- [Given information]
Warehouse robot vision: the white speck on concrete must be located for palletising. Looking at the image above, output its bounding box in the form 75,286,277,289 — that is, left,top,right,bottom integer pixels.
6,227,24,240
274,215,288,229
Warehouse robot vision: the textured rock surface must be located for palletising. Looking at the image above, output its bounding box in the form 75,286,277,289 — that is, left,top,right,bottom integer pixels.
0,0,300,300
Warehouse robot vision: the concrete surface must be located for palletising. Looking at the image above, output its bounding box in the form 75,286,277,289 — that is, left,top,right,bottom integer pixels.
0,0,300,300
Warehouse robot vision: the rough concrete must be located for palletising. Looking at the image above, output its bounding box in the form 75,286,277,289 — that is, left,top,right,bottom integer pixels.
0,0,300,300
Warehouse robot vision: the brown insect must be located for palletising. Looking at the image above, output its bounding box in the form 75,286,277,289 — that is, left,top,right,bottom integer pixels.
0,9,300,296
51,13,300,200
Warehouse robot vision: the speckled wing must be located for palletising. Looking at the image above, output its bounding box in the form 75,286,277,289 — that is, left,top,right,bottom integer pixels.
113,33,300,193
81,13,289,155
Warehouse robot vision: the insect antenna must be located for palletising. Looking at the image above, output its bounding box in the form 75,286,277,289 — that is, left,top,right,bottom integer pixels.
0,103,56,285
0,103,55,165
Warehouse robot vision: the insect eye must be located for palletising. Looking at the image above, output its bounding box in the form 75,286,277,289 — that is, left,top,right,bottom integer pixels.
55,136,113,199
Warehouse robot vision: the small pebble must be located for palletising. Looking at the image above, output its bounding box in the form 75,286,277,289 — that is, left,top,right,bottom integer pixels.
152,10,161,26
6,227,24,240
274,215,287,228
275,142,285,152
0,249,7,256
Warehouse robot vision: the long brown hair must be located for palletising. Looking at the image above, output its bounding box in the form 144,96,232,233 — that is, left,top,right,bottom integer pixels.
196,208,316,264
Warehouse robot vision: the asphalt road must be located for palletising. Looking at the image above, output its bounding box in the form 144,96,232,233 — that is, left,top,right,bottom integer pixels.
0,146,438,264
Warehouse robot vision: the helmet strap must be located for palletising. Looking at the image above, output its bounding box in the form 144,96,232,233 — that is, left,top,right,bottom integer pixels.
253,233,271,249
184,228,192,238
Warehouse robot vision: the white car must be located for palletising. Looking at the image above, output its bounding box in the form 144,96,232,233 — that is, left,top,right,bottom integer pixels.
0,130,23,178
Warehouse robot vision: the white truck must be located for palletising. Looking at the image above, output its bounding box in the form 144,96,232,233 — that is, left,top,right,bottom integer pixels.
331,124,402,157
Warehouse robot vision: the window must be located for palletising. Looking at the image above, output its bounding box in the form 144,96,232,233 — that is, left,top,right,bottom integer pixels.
==
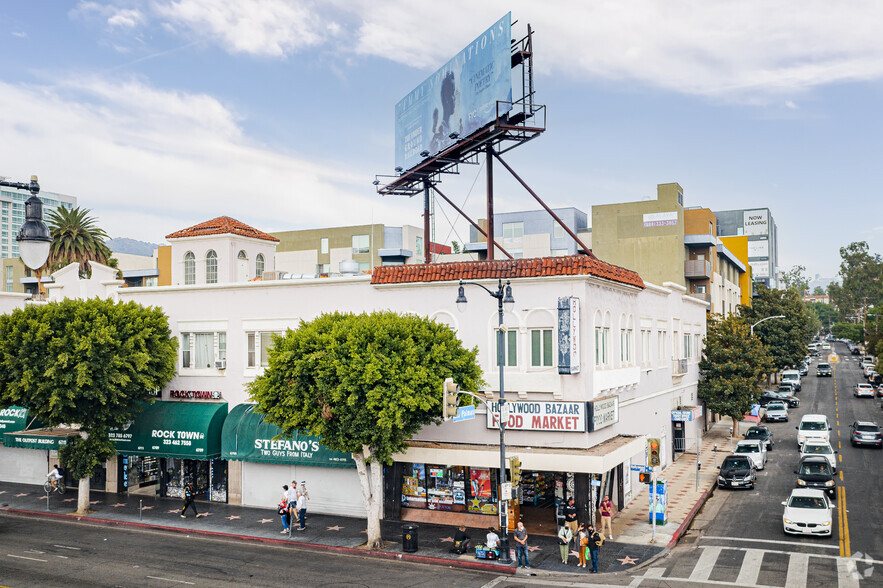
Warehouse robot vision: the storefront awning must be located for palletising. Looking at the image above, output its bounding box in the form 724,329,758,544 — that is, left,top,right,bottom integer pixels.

- [Exercise goal]
Please tally the lines of the records above that contain the word "speckled" and give only that number.

- [Written answer]
1